> **EXERCISE 1**:
According to the Distroless article, how do Distroless images achieve a smaller attack surface and a smaller image? Answer in one to three sentences.

> **SOURCE EXCERPT**:

┏━━

Dockerizing with Distroless

7 min readOct 8, 2020

There are many tutorials that effectively step through the process of Dockerizing an application. These are often wonderful resources that truly help improve understanding and move applications into the exciting world of containers.

However, to enhance security and minimizing container size by using Distroless images, the steps forward are not quite as clear. Keep on reading for a guide along the path of the subtleties of optimization with Distroless images. We’ll look at a couple of languages of choice for examples: Javascript (Node.js), Java, and Python.

Let’s Set the Scene

Dockerizing an application is the process of converting an application to run within a Docker container. The outcome is a much more portable and rapidly deployable application. Let’s link to a couple of good reads about the Dockerization process itself: (article1 | article2). Also, if Docker is a new technology to you, head on over to this comprehensive tutorial Docker-Curriculum that teaches enough to be dangerous.

Distroless Docker images were pioneered by Google to improve security and container size. Typically, security scanning tools help to protect the image and small Linux distributions help to hone container size and performance. Distroless images addresses these topics with images that contain only: the application, its resources, and language runtime dependencies, no operating system distribution. This approach creates a smaller attack surface, reduces compliance scope, and results in a small, performant image. Google has made these for some popular languages. Checkout this jFrog talk from a Google staff engineer on Distroless to learn more about the topic. Disclaimer: Google gets the full advantages of Distroless in tandem with Bazel, but that doesn’t mean it’s still not for you.

┗━━

> **EXERCISE 2**:
List each line in the entries below that contains the word "cover".

[Pointing and labeling entries]
┏━━

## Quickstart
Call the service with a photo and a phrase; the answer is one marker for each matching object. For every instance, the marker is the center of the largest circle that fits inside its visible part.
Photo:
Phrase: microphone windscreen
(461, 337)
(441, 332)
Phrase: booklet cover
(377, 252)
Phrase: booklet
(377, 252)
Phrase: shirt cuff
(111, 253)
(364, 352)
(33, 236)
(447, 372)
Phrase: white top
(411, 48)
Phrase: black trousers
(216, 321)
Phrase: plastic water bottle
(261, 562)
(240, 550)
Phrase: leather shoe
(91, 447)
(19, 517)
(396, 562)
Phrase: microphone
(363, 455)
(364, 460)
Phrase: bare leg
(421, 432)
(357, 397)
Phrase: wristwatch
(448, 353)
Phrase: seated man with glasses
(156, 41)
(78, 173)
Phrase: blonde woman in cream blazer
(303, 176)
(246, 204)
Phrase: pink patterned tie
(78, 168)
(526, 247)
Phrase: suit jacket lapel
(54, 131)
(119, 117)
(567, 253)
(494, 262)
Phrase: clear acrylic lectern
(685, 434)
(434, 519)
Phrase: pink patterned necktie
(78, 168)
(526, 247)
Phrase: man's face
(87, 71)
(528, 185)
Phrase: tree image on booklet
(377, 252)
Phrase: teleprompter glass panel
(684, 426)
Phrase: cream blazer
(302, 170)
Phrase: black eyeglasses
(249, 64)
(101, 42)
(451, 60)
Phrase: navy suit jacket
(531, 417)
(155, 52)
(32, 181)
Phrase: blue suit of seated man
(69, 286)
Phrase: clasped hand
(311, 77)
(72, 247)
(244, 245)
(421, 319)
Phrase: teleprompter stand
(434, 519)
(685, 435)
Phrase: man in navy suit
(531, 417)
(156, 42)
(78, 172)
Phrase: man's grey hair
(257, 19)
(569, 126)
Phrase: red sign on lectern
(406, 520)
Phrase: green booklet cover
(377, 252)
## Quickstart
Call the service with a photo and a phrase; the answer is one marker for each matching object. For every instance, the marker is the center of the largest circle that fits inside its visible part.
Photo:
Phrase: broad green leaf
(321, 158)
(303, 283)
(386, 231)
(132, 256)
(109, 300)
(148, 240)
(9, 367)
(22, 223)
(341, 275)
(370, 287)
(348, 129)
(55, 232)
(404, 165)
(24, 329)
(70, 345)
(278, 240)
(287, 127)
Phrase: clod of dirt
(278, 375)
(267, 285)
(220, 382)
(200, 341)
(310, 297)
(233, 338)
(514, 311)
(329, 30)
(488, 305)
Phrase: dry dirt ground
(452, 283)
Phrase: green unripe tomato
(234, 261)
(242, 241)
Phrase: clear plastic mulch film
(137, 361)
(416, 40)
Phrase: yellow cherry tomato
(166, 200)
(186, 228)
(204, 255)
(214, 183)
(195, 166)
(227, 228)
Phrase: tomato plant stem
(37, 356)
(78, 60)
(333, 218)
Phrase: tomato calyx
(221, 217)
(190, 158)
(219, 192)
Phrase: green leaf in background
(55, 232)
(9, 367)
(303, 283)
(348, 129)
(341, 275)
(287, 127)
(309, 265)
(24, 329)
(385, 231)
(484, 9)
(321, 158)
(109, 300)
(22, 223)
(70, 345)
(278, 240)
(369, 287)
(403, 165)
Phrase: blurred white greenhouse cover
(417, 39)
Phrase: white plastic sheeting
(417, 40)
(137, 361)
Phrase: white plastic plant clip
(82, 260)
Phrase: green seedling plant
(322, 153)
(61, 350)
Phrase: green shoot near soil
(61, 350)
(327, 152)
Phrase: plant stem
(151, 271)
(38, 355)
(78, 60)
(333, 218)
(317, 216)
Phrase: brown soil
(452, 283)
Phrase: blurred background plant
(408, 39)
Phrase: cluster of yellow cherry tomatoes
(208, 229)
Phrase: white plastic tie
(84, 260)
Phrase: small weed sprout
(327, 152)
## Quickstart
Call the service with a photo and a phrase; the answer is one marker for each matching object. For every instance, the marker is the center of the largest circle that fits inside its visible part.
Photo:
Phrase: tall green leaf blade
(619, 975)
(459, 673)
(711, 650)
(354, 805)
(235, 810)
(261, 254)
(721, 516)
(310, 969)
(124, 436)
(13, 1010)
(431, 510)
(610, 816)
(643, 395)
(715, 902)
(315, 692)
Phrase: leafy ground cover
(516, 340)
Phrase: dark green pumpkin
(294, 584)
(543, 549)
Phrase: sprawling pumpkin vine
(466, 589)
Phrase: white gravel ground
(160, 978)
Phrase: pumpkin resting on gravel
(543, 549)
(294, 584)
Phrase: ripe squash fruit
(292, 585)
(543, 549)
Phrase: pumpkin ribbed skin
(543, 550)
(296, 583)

┗━━

> **EXERCISE OUTPUT 1**:
Distroless images hold only the application, its resources, and its language runtime dependencies, with no operating system distribution. Leaving out the distribution gives a smaller attack surface, a reduced compliance scope, and a small, performant image.

> **EXERCISE OUTPUT 2**:
Phrase: booklet cover
Phrase: green booklet cover
Phrase: blurred white greenhouse cover
Phrase: leafy ground cover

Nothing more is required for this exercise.